From Reuters on Tuesday:
LONDON, Jan 19 (Reuters) – British consumer price inflation rose at its fastest annual pace in nine months in December as a cut in value added sales tax, heavy discounting and a sharp fall in oil prices at the end of 2008 were not repeated in 2009, the Office for National Statistics said on Tuesday.
Oh dear, oh dear.
Looks like it could be time for Bank of England governor Mervyn King to stock up on some paper and ink in anticipation of a bit of letter writing in the months to come.
At 2.9 per cent, the December CPI rate announced by the ONS on Tuesday was tracking perilously close to the 3 per cent mark beyond which the governor is obliged to write explanatory letters to the UK chancellor.
And while the ONS may have blamed the December inflation spike on unfavourable comparatives including a cut in VAT, heavy discounting and a sharp fall in oil prices the year before, that wouldn’t explain the rate coming so much higher than forecasts.
Howard Archer over at IHS Global Insight, for one, was disconcerted:
Even allowing for the unfavourable statistical distortions coming from sharply falling oil prices a year ago and the December 2008 VAT cut, the data will not go down at all well at the Bank of England.
Consumer price inflation spiked up much more than expected to a nine-month high of 2.9% in December, thereby moving substantially above the Bank of England’s target level of 2.0%.
Indeed, it now seems a stone dead certainty that Bank of England governor Mervyn King will be writing a “Dear Chancellor” letter next month to explain why consumer price inflation in January rose more than one percentage point above its target level and what the Bank of England is doing about it.

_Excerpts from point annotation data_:
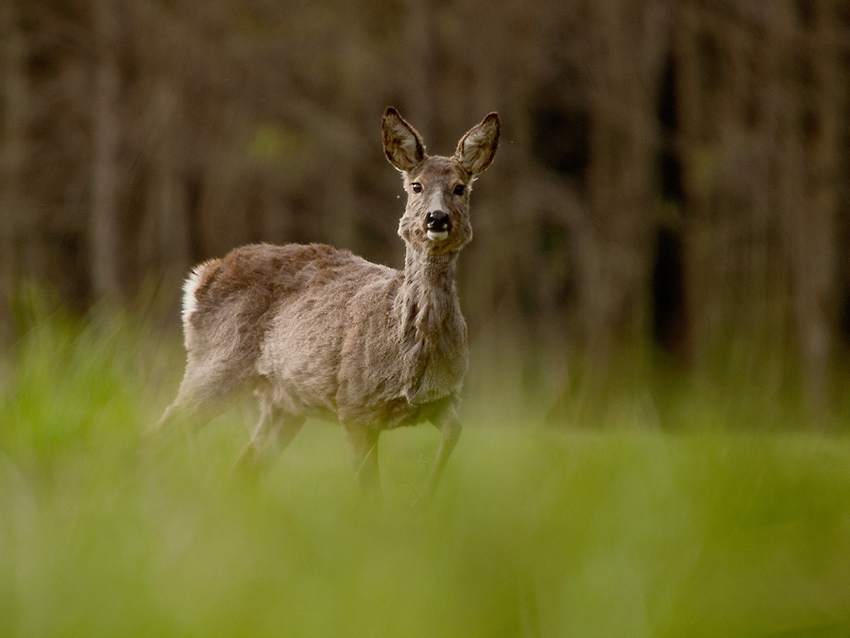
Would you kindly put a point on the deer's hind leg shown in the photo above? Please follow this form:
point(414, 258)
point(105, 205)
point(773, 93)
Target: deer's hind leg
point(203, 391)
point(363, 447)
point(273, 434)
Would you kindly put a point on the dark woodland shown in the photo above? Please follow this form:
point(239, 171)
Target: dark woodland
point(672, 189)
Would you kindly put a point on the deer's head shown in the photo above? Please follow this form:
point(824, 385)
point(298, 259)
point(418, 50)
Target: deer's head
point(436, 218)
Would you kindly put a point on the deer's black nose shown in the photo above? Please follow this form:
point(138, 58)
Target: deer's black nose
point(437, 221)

_STATED GOAL 1_:
Shift every coordinate number given as an answer by adding 129 to it, and write out again in full the part of the records that opens with the line containing "Would you kindly put a point on the deer's head" and runs through the end of the records. Leave all other lines in that part unchanged.
_STATED GOAL 2_:
Carry on the article about the December rise in British consumer price inflation from the point where it stops.
The text and the records are unrelated to each other.

_FINAL RESULT 1_:
Would you kindly put a point on the deer's head shown in the photo above? Please follow this form:
point(824, 385)
point(298, 259)
point(418, 50)
Target: deer's head
point(565, 347)
Would you kindly put a point on the deer's black nose shown in the photo above? Please follow this form:
point(138, 58)
Target: deer's black nose
point(566, 350)

_FINAL RESULT 2_:
More worryingly, as added:
It is evident that inflation was not only pushed up in December by the unfavourable base effects resulting from VAT being cut from 17.5% to 15.0% and oil prices falling sharply in December 2008, but also by substantially less discounting by retailers in December 2009 compared to a year ago when they were hugely concerned about sales prospects for the critical Christmas period as economic activity nosedived.
All of which, says Archer, could prompt the Bank of England to end it’s QE programme come February and begin raising rates before the end of the year — noting the odds have shortened appreciably that the bank could move even before the fourth quarter.
The same interpretation, meanwhile, was to be had from Richard McGuire at RBC Capital Markets:
“Considerably firmer than anticipated and setting CPI inflation up for a clear breach of the BoE’s 3.0% ceiling once the January VAT hike is factored in. While some of today’s pressures may have been the product of retailers “front running” this tax change – upping prices in December so as to advertise a deferral of the VAT change in the New Year – they still see inflation running at a discernibly faster clip than the BoE had anticipated – a 2.15% print would have been required today for the Bank to hit its forecast of inflation averaging 1.85% in Q4 ’09. Although the BoE will continue to look to the considerable slack that has opened up in the economy as justifying its view the current inflation spike will prove a transitory affair, today’s numbers make a compelling case for, at the very least, taking a breather as regards QE come February 4.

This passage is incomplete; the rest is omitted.